■ Excerpted data:
--------
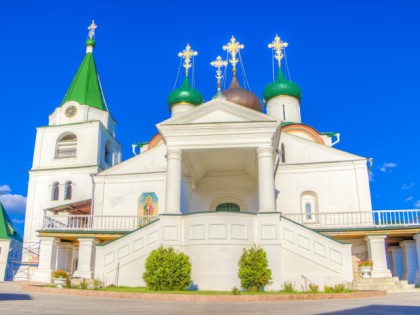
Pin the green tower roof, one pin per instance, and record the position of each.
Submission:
(86, 88)
(7, 231)
(185, 94)
(281, 86)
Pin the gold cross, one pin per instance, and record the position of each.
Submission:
(218, 64)
(187, 54)
(278, 46)
(91, 29)
(233, 47)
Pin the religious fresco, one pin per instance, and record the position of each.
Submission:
(148, 205)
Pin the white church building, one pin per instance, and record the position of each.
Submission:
(220, 176)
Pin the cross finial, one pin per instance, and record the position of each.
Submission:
(218, 64)
(233, 47)
(91, 29)
(187, 54)
(278, 46)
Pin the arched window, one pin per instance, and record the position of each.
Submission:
(308, 211)
(66, 146)
(55, 191)
(283, 154)
(68, 190)
(108, 153)
(228, 206)
(309, 204)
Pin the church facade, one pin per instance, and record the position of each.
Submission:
(219, 177)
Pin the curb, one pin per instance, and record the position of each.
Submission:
(204, 298)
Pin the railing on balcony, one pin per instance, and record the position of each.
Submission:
(368, 219)
(95, 222)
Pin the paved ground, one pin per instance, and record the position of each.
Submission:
(13, 301)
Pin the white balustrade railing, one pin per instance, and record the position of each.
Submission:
(95, 222)
(375, 218)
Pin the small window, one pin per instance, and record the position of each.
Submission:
(66, 147)
(283, 154)
(308, 211)
(309, 207)
(55, 191)
(228, 206)
(108, 153)
(68, 190)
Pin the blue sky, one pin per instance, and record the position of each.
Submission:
(357, 63)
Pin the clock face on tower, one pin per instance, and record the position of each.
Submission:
(71, 111)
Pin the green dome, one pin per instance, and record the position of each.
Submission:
(281, 86)
(90, 42)
(185, 94)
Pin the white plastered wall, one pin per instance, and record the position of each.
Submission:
(339, 179)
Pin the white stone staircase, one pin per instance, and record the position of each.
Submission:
(390, 285)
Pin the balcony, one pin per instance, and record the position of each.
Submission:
(367, 219)
(336, 220)
(95, 223)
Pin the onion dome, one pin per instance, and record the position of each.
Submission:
(281, 86)
(236, 94)
(185, 95)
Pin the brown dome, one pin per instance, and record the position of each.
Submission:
(236, 94)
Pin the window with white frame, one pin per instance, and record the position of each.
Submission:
(66, 146)
(309, 206)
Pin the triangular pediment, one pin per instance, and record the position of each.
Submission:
(218, 111)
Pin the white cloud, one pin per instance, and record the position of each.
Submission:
(387, 166)
(13, 203)
(5, 189)
(407, 186)
(18, 221)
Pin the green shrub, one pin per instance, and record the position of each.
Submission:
(236, 291)
(59, 274)
(328, 289)
(253, 269)
(339, 288)
(288, 287)
(83, 284)
(314, 288)
(167, 270)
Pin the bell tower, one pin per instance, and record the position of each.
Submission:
(78, 142)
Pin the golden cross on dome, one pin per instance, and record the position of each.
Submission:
(91, 29)
(278, 46)
(233, 47)
(187, 54)
(218, 64)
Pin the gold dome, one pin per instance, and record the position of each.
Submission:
(236, 94)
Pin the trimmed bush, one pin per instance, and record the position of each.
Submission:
(253, 269)
(167, 270)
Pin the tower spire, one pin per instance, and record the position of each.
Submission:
(219, 64)
(278, 46)
(187, 54)
(233, 48)
(90, 43)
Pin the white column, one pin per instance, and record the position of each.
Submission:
(173, 181)
(47, 259)
(397, 261)
(86, 264)
(64, 256)
(417, 277)
(266, 179)
(410, 260)
(377, 253)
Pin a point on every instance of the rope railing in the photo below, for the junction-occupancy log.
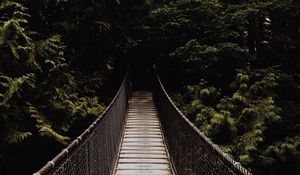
(94, 152)
(191, 152)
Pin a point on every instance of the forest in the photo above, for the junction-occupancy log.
(231, 66)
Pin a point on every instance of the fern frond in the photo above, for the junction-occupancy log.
(14, 136)
(46, 130)
(17, 85)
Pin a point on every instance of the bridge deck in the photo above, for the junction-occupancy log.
(143, 151)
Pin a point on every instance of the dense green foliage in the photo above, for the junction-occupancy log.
(235, 67)
(50, 81)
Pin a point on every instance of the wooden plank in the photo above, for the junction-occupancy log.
(143, 172)
(130, 160)
(143, 140)
(142, 151)
(142, 166)
(142, 148)
(144, 156)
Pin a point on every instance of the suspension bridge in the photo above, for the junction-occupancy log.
(142, 133)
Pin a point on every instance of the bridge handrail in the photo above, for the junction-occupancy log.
(117, 109)
(227, 159)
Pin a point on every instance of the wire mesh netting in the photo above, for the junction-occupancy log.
(94, 152)
(191, 152)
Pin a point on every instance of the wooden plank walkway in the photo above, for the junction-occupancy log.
(143, 151)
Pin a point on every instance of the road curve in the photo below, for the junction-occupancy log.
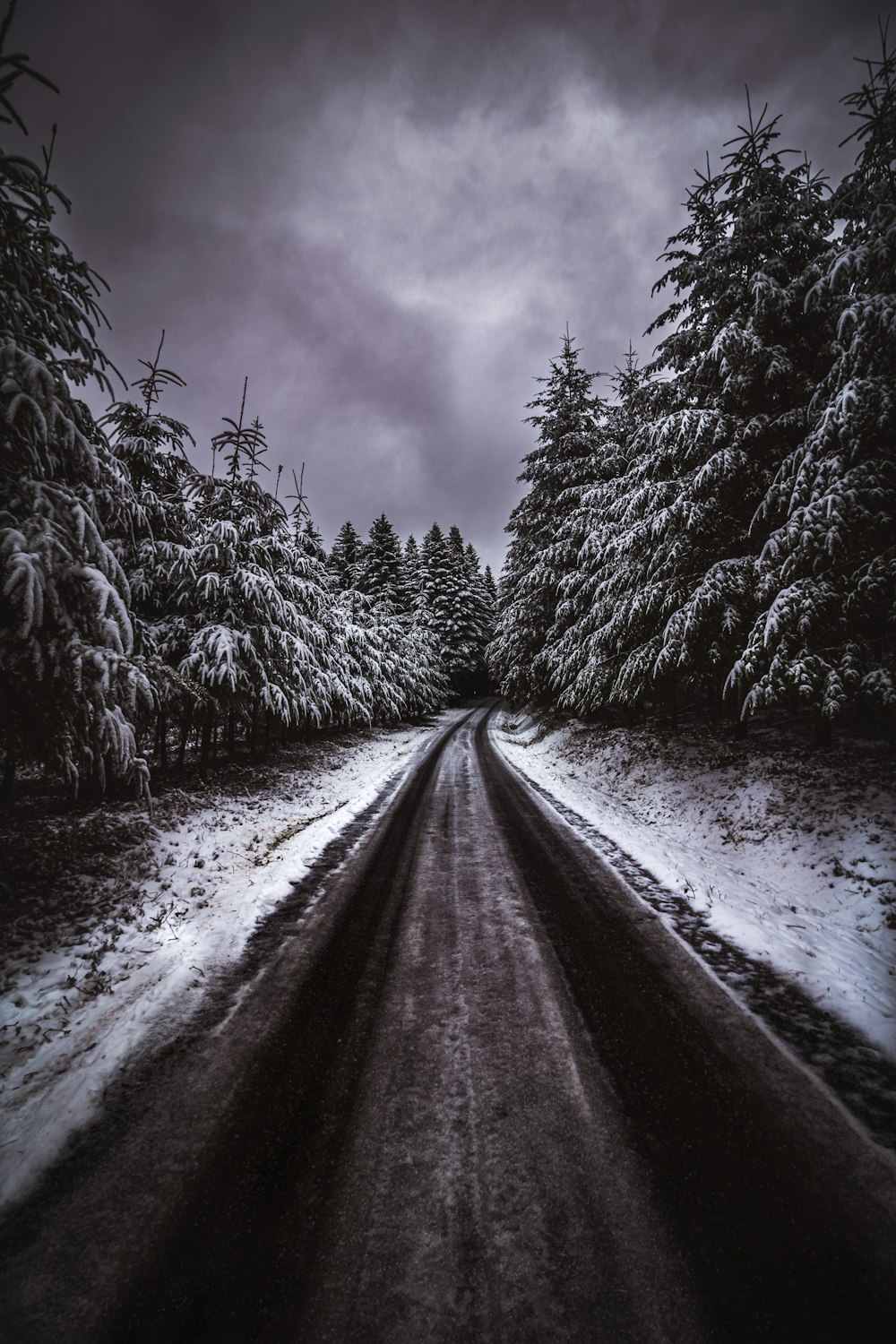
(466, 1088)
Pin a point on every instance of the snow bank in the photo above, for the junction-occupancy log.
(129, 973)
(790, 854)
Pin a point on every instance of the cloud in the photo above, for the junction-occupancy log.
(386, 212)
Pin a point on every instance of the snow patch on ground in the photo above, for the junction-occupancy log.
(788, 854)
(82, 991)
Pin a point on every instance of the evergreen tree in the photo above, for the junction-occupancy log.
(410, 590)
(381, 572)
(826, 626)
(347, 556)
(69, 685)
(582, 652)
(536, 562)
(678, 562)
(151, 448)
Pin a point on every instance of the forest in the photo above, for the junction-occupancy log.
(716, 532)
(150, 607)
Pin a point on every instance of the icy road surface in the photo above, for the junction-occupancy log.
(463, 1086)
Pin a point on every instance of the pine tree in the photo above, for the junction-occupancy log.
(382, 564)
(826, 628)
(410, 590)
(739, 370)
(582, 650)
(151, 448)
(69, 685)
(535, 562)
(347, 556)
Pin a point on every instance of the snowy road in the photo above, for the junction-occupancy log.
(465, 1088)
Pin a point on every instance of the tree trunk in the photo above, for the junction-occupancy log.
(823, 730)
(209, 726)
(161, 741)
(185, 738)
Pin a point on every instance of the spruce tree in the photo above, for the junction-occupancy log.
(826, 628)
(347, 556)
(69, 685)
(382, 564)
(536, 562)
(740, 367)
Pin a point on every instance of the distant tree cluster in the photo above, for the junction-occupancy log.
(721, 527)
(438, 589)
(145, 605)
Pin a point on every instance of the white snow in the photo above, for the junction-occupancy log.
(75, 1011)
(790, 855)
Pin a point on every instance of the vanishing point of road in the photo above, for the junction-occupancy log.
(463, 1086)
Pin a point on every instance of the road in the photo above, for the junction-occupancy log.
(465, 1088)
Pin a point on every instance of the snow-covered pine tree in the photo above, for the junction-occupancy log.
(249, 605)
(826, 628)
(492, 591)
(382, 564)
(69, 687)
(482, 617)
(743, 359)
(581, 655)
(535, 561)
(410, 591)
(347, 556)
(151, 446)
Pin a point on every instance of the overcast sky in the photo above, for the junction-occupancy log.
(386, 212)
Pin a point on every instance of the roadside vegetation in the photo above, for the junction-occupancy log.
(153, 612)
(715, 535)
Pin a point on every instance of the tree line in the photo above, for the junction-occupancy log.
(147, 607)
(720, 529)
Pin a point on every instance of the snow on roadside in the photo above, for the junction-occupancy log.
(790, 855)
(128, 972)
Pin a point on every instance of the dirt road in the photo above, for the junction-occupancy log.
(465, 1088)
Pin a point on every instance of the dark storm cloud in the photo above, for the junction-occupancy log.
(386, 212)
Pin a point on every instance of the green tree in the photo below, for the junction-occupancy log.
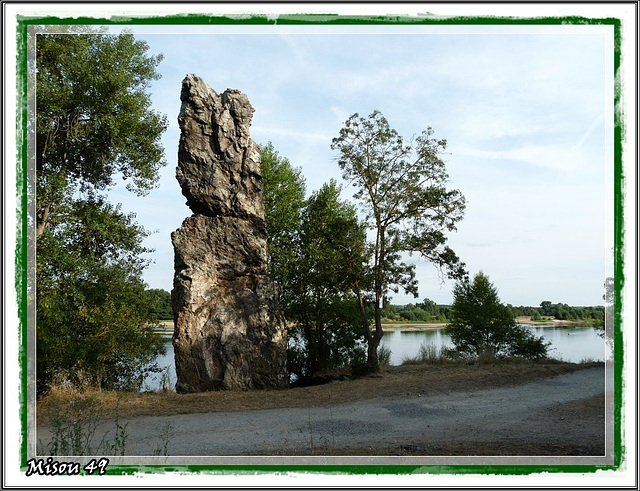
(324, 309)
(480, 324)
(93, 321)
(160, 303)
(94, 124)
(94, 117)
(283, 191)
(403, 190)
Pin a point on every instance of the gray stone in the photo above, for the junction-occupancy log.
(228, 333)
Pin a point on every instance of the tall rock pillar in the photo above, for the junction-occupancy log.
(227, 331)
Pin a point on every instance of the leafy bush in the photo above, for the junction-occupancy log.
(481, 326)
(384, 356)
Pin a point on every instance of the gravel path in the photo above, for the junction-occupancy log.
(483, 415)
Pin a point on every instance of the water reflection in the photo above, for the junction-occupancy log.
(572, 344)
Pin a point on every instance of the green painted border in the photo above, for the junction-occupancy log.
(331, 19)
(21, 232)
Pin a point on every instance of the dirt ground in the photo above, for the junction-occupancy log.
(409, 379)
(411, 410)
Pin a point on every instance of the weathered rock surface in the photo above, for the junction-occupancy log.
(228, 333)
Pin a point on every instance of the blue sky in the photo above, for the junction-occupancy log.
(526, 110)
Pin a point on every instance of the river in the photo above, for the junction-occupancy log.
(572, 344)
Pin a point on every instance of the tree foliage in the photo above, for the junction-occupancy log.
(93, 322)
(94, 124)
(283, 192)
(94, 117)
(316, 251)
(481, 325)
(160, 303)
(324, 309)
(402, 187)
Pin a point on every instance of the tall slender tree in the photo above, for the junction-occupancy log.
(403, 189)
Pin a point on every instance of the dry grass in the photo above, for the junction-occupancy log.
(414, 379)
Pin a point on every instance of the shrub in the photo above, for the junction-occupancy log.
(481, 326)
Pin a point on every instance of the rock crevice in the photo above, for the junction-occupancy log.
(228, 333)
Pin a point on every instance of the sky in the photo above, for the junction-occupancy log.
(526, 111)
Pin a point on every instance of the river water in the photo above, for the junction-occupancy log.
(572, 344)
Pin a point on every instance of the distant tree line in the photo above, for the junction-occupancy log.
(429, 311)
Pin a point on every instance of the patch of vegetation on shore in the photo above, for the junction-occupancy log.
(420, 378)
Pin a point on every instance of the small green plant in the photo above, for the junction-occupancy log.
(119, 444)
(166, 433)
(166, 380)
(74, 425)
(384, 356)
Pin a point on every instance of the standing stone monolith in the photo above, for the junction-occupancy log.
(228, 333)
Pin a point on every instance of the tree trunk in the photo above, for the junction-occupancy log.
(42, 217)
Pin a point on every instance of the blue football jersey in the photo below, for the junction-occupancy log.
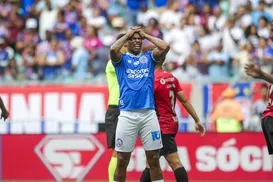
(136, 81)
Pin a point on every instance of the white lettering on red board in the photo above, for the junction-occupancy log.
(59, 110)
(227, 158)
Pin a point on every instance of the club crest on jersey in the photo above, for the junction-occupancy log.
(136, 63)
(162, 81)
(119, 142)
(143, 59)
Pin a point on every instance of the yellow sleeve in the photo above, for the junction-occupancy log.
(110, 67)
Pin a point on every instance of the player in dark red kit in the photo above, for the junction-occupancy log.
(267, 117)
(167, 90)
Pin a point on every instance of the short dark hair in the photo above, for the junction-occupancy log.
(120, 35)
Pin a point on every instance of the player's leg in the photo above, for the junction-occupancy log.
(267, 126)
(111, 119)
(170, 153)
(145, 176)
(126, 135)
(151, 139)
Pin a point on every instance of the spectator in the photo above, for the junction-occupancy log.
(52, 61)
(251, 35)
(97, 20)
(264, 56)
(15, 24)
(263, 28)
(29, 36)
(133, 8)
(243, 18)
(216, 21)
(3, 29)
(227, 114)
(60, 26)
(197, 60)
(171, 16)
(31, 66)
(260, 12)
(4, 58)
(218, 64)
(154, 30)
(244, 56)
(178, 38)
(82, 26)
(47, 19)
(92, 41)
(67, 49)
(72, 13)
(79, 59)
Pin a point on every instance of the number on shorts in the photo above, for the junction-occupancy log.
(172, 99)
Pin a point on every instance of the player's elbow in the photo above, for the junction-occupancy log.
(166, 47)
(113, 50)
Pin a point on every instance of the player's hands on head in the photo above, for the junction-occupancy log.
(271, 35)
(200, 128)
(133, 30)
(253, 70)
(4, 114)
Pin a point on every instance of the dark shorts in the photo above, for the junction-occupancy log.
(111, 120)
(169, 144)
(267, 126)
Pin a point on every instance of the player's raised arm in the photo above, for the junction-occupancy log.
(5, 113)
(115, 53)
(255, 72)
(161, 49)
(187, 105)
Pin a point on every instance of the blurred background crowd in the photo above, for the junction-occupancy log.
(68, 40)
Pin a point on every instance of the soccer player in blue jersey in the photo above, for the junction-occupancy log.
(5, 113)
(135, 73)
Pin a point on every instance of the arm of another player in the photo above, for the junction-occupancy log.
(5, 113)
(255, 72)
(115, 53)
(161, 49)
(187, 105)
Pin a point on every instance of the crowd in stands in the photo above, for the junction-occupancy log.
(61, 40)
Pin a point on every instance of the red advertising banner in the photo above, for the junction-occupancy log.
(241, 156)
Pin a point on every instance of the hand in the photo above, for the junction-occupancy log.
(132, 30)
(200, 128)
(142, 34)
(4, 114)
(271, 36)
(253, 70)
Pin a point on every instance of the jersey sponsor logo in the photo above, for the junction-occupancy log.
(119, 142)
(137, 73)
(69, 157)
(143, 59)
(136, 63)
(156, 135)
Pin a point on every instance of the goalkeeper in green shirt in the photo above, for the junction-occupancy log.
(112, 113)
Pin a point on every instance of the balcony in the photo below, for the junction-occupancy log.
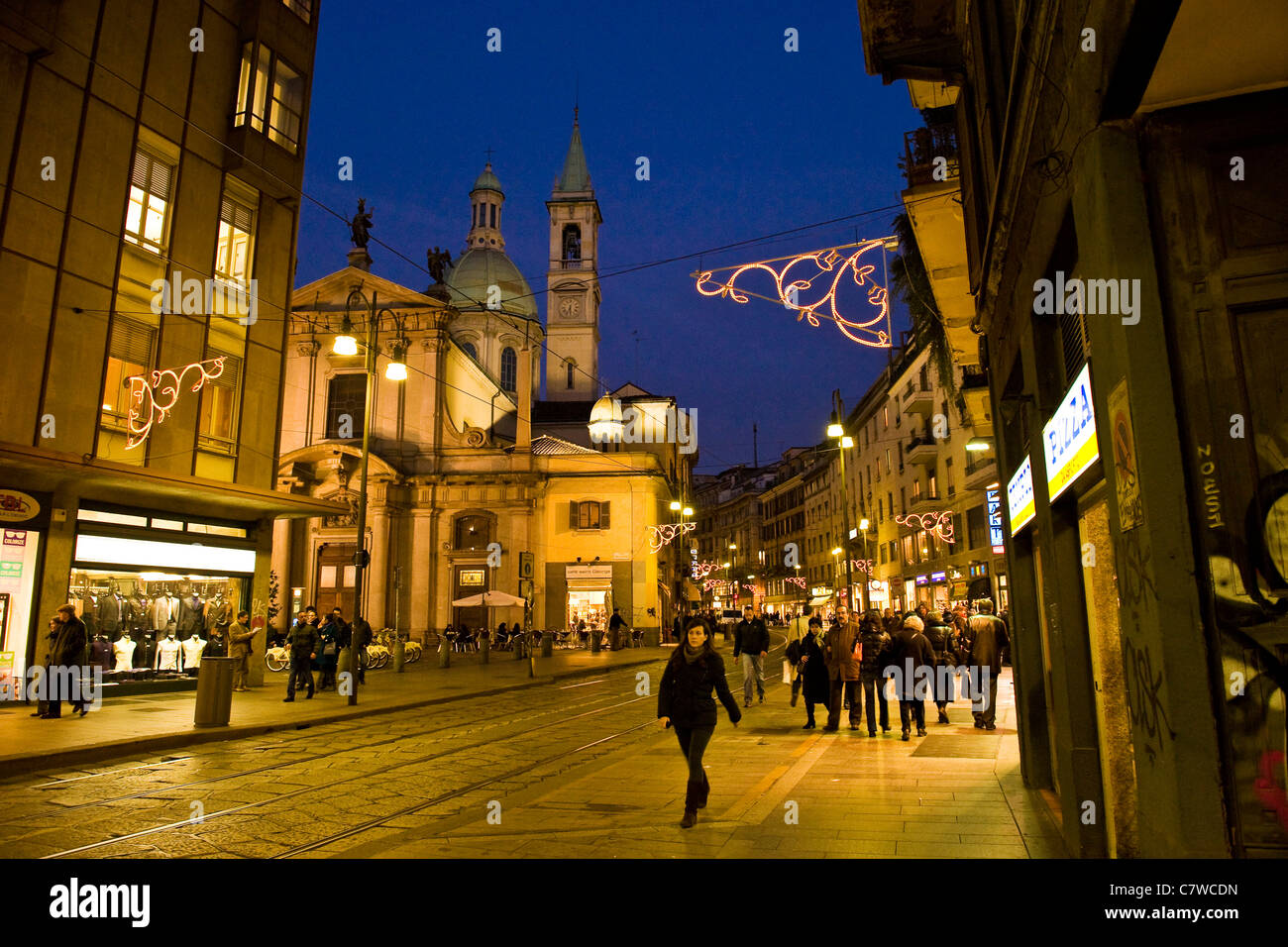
(922, 451)
(980, 471)
(919, 401)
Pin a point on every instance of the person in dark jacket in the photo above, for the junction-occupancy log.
(876, 654)
(914, 661)
(986, 659)
(812, 672)
(751, 641)
(940, 637)
(303, 642)
(684, 701)
(842, 668)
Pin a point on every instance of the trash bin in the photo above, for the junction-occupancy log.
(214, 690)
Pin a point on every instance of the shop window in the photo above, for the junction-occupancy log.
(236, 236)
(147, 217)
(472, 532)
(588, 514)
(346, 406)
(129, 355)
(219, 405)
(509, 369)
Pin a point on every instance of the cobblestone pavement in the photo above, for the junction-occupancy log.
(566, 770)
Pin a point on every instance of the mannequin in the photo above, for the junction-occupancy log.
(124, 652)
(167, 652)
(192, 648)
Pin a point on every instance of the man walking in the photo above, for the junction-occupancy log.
(751, 641)
(988, 639)
(842, 651)
(303, 642)
(240, 648)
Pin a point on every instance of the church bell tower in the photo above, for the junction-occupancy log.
(572, 302)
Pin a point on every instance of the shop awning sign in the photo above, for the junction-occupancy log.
(1019, 496)
(1069, 438)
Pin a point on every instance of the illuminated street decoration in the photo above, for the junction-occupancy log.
(700, 570)
(660, 535)
(938, 523)
(794, 275)
(153, 401)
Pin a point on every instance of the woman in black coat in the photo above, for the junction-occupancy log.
(684, 701)
(815, 684)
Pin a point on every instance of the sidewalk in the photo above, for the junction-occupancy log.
(138, 724)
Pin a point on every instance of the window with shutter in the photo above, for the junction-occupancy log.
(147, 213)
(129, 354)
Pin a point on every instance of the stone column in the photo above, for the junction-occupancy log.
(421, 562)
(378, 583)
(282, 567)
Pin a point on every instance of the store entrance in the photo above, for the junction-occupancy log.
(336, 579)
--------
When copying the listing above, begin at its first line and stop after the line with "Pin the arched", keeping each line exact and dropping the pictures.

■ Response:
Pin the green tower roof, one pin per instance, and record the position of each.
Submission:
(86, 88)
(7, 231)
(185, 94)
(281, 86)
Pin the gold cross, one pin per instance, and record the position of each.
Submission:
(218, 64)
(187, 54)
(278, 46)
(91, 29)
(233, 47)
Pin the religious fresco, one pin per instance, and record the position of each.
Submission:
(148, 205)
Pin the white church building, one pin per instance, and record the position of each.
Submission:
(220, 176)
Pin the cross finial, one pin per instance, and record the position of each.
Submission:
(218, 64)
(233, 47)
(91, 29)
(187, 54)
(278, 46)
Pin the arched window, one pin per instance, and record the position of each.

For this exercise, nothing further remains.